**PAGE EXTRACT:**
— start —

I've submitted 207175 for a clang 3.8.0 va_list handling problem for powerpc

Thu Feb 18 05:23:52 UTC 2016

My fpr related notes/worries about the fix were wrong.

I finally got some time to look at this again and I see that I somehow missed the following code when I looked before:

  // The calling convention either uses 1-2 GPRs or 1 FPR.
  Address NumRegsAddr = Address::invalid();
  if (isInt || IsSoftFloatABI) {
    NumRegsAddr = Builder.CreateStructGEP(VAList, 0, CharUnits::Zero(), "gpr");
  } else {
    NumRegsAddr = Builder.CreateStructGEP(VAList, 1, CharUnits::One(), "fpr");
  }

So the

    Builder.CreateStore(Builder.getInt8(8), NumRegsAddr);

in Case 2 is tracking gpr vs. fpr usage contexts as it should. Also:

  llvm::Value *NumRegs = Builder.CreateLoad(NumRegsAddr, "numUsedRegs");

  // "Align" the register count when TY is i64.
  if (isI64 || (isF64 && IsSoftFloatABI)) {
    NumRegs = Builder.CreateAdd(NumRegs, Builder.getInt8(1));
    NumRegs = Builder.CreateAnd(NumRegs, Builder.getInt8((uint8_t) ~1U));
  }

  llvm::Value *CC =
      Builder.CreateICmpULT(NumRegs, Builder.getInt8(8), "cond");

is using the same bounds check figure (8) for gpr and fpr.

Apparently that common bound is one reason that the clang numbering is not the same as the ABI document's numbering: clang's numbering allows using the same figure for both contexts. (Given the prior alignment for isI64 (or isF64 with IsSoftFloatABI).)

Sorry for the prior noise about fpr.

It is still true that DOUBLE_OR_FLOAT is untested so far.

===
Mark Millard
markmi at dsl-only.net

On 2016-Feb-16, at 5:51 AM, Mark Millard <markmi at dsl-only.net> wrote:

By the way: Nothing tested or seen so far checks DOUBLE_OR_FLOAT handling.

That involves fr (fpr in va_list in clang terms) instead of gr/gpr. fr/fpr has its own independent count and bound for using floating point registers vs. using the overflow area. There is also condition register bit 6 that indicates if floating point is involved overall or not.

Ultimately which of gpr vs. fpr and which bound (if the numbers are distinct in value) depends on the type specified in va_arg (SIMPLE_ARG/LONG_LONG vs. DOUBLE_OR_FLOAT status).

This may mean that the fix is an improvement for some types of usage but not a complete update: It is wrong for DOUBLE_OR_FLOAT instances of var_arg as stands. fpr would need to be involved instead. For world I expect it is fairly generally an improvement.

— end —

**DATASET EXCERPT:**
— start —

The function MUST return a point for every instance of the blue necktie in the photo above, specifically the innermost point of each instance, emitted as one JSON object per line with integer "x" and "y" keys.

— end —

**STATED GOAL 1:**
In the clang va_list post, which condition register bit indicates whether floating point is involved overall?
**STATED GOAL 2:**
Reproduce the clang va_list post from "It is still" to "vs. DOUBLE_OR_FLOAT status).".

**RESULT 1:**
Condition register bit 6.

**RESULT 2:**
It is still true that DOUBLE_OR_FLOAT is untested so far.

===
Mark Millard
markmi at dsl-only.net

On 2016-Feb-16, at 5:51 AM, Mark Millard <markmi at dsl-only.net> wrote:

By the way: Nothing tested or seen so far checks DOUBLE_OR_FLOAT handling.

That involves fr (fpr in va_list in clang terms) instead of gr/gpr. fr/fpr has its own independent count and bound for using floating point registers vs. using the overflow area. There is also condition register bit 6 that indicates if floating point is involved overall or not.

Ultimately which of gpr vs. fpr and which bound (if the numbers are distinct in value) depends on the type specified in va_arg (SIMPLE_ARG/LONG_LONG vs. DOUBLE_OR_FLOAT status).